INSTRUCTIONS FOR THE TASK. Look through the entries below. Report each line that has the word "path" in it.

Data extracted from a collection
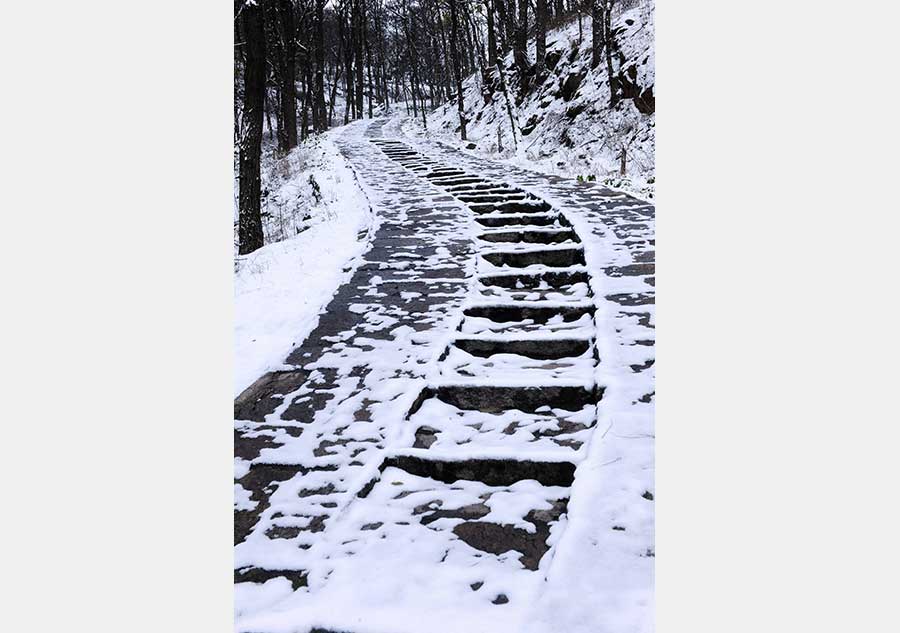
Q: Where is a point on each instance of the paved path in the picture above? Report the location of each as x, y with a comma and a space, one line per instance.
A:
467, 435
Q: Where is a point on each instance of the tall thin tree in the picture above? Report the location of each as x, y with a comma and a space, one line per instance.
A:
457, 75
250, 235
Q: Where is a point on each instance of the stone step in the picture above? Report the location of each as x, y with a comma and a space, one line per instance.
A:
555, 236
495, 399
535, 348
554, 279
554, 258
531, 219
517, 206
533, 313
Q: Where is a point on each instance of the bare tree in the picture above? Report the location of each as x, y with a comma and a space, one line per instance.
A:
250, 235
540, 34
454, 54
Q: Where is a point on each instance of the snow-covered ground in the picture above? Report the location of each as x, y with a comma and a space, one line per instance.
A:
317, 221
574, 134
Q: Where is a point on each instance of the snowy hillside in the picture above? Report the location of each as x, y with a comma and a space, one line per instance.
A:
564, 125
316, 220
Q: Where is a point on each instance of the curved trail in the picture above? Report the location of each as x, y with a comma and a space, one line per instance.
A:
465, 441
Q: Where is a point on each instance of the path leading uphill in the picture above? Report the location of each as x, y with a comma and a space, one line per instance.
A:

WRITTEN RESPONSE.
Q: Where is a point on each instance of the paved path in the picture above? Report the location of each as x, y with a comma and a space, one line per instance.
Q: Where is a point on each instance of the path leading uphill in the picture above? Report the location of each as x, y with a comma and a space, one line per instance.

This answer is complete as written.